# [INSTRUCTIONS]
1. According to the quantum-dot device caption, why can electrons tunnel readily between the back contact and the islands? Answer in one to three sentences.
2. Continue the quantum-dot device caption from its last sentence.

# [TEXT BLOCK]
★ ★ ★

Figure 2. Quantum-dot field-effect device used to probe the electronic states of self-assembled quantum dots and quantum rings. (a) The device consists of a capacitor-like structure between two parallel conducting plates; the self-assembled islands are embedded, as indicated, in an internal layer. The lower plate (back contact) is part of the grown semiconductor structure and consists of a highly (silicon) doped GaAs layer. The top plate is a thin, transparent, metal layer evaporated on top of the sample. The field inside the capacitor structure, and thus the energetic alignment between the islands and the back contact, can be tuned by an external voltage Vg applied between the back contact and the top gate. Because the back contact is located only some tens of nanometers away from the islands, electrons can readily tunnel back and forth between the two if an electronic level in the islands is aligned with the chemical potential of the back contact. When a small AC voltage V mod is added to Vg , the resulting shift of charge back and forth between the back contact and the dots will manifest itself by an increased capacitive signal in the external circuit, which can be used for capacitance spectroscopy. (b) A schematic conduction band diagram shows that electrons enter the quantum dots by tunneling from the back gate through the GaAs barrier (the triangular section above the double-headed green arrow). The allowed dipole transitions of the many-particle system are measured using infrared spectroscopy, as indicated: The lower energy level is populated from the back contact using an applied bias (green arrows), then an incident infrared photon induces a transition between two quantum dot energy levels (red arrow), and the transition energy is measured by infrared absorption spectroscopy.

★ ★ ★

# [RECORD LIST]
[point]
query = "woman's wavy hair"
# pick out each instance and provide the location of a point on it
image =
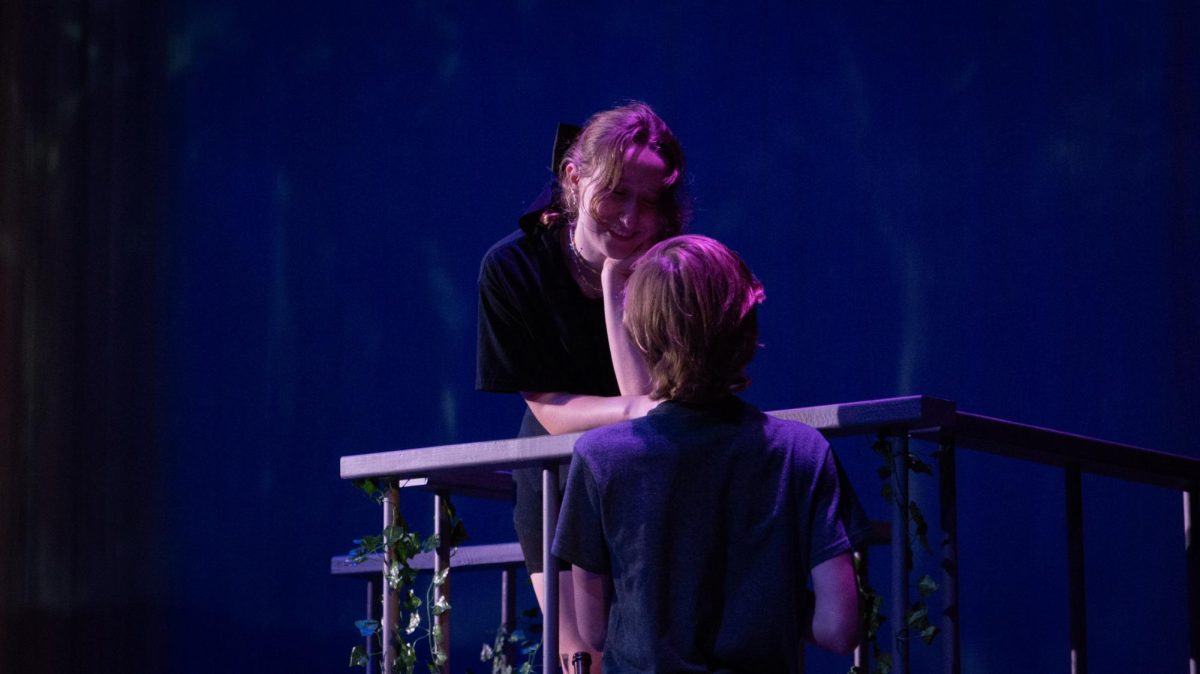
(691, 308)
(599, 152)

★ ★ ★

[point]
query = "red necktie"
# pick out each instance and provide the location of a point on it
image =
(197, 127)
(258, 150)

★ ★ ★

# [ANSWERS PROVIDED]
1. Electrons can tunnel readily because the back contact sits only some tens of nanometers from the islands. This exchange happens back and forth whenever an electronic level in the islands lines up with the chemical potential of the back contact.

2.
The capacitance-voltage characteristic of quantum dot samples typically manifests six maxima, as shown in figure 3, where the indicated maxima denote the loading of one through six electrons into the dot. The charging peaks are grouped according to the internal shell structure in the dots, which is indicated at the bottom of figure 3. The first two electrons fill the lowest, spin-degenerate state, the so-called s shell. The fact that the next shell consists of four roughly equally spaced maxima is a direct consequence of the shape of the confining potential, with symmetry in the xy plane and much stronger confinement along the growth direction z because of the oblate shape of the self-assembled islands. It turns out that many electronic properties of quantum dots can be well accounted for by assuming parabolic confinement in the xy plane.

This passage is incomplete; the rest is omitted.